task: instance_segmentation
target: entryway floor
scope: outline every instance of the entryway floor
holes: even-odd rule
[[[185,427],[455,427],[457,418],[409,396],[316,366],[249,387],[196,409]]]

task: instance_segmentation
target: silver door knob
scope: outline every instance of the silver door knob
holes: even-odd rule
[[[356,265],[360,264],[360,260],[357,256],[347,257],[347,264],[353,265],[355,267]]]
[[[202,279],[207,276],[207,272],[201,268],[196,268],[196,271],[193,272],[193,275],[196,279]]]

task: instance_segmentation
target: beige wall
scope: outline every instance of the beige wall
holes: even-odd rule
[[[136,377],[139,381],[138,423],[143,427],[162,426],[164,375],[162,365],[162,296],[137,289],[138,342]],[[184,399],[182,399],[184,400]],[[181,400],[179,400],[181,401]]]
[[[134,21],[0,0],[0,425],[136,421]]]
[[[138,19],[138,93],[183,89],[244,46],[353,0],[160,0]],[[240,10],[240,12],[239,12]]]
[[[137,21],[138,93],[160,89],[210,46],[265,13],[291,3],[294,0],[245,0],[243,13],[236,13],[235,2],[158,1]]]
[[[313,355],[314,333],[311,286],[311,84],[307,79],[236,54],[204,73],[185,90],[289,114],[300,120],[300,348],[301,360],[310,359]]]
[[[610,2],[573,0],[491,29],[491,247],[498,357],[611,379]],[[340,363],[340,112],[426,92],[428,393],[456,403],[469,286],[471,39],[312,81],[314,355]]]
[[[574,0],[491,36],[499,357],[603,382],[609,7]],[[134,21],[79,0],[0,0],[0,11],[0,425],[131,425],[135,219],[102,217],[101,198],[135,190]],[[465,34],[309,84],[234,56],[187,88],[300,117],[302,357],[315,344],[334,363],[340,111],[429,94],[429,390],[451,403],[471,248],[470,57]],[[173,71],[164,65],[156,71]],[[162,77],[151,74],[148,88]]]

****

## Work request
Repeat the listing above in full, exactly as given.

## Written response
task: instance_segmentation
target: entryway floor
scope: outline every instance of the entryway floor
holes: even-odd rule
[[[185,427],[455,427],[457,418],[409,396],[316,366],[249,387],[196,409]]]

task: instance_segmentation
target: silver door knob
scope: outline every instance of the silver door knob
holes: even-odd rule
[[[356,265],[360,264],[360,260],[357,256],[347,257],[347,264],[353,265],[355,267]]]
[[[202,279],[207,276],[207,272],[201,268],[196,268],[196,271],[193,272],[193,275],[196,279]]]

task: instance_segmentation
target: beige wall
scope: outline every instance of the beige wall
holes: even-odd rule
[[[136,377],[139,381],[138,423],[143,427],[162,426],[164,375],[162,365],[162,296],[137,289],[138,342]],[[184,399],[182,399],[184,400]],[[181,400],[179,400],[181,401]]]
[[[134,21],[0,0],[0,425],[136,421]]]
[[[138,19],[138,93],[183,89],[244,46],[353,0],[160,0]],[[240,10],[240,12],[239,12]]]
[[[137,21],[138,93],[160,89],[210,46],[265,13],[291,3],[294,0],[245,0],[243,13],[236,13],[235,2],[158,1]]]
[[[313,355],[314,333],[311,286],[311,84],[307,79],[236,54],[204,73],[185,90],[289,114],[300,120],[300,348],[301,360],[310,359]]]
[[[610,2],[573,0],[491,29],[491,247],[498,357],[611,379]],[[340,363],[340,112],[426,92],[428,393],[456,403],[469,286],[471,39],[312,81],[314,355]]]
[[[574,0],[491,36],[499,357],[603,382],[609,7]],[[134,21],[79,0],[0,0],[0,11],[0,425],[131,425],[135,219],[102,217],[101,198],[135,190]],[[465,34],[309,84],[234,56],[187,88],[300,117],[302,357],[315,344],[334,363],[340,111],[429,94],[429,390],[451,403],[471,248],[470,57]],[[173,71],[164,65],[156,71]],[[162,77],[151,74],[148,88]]]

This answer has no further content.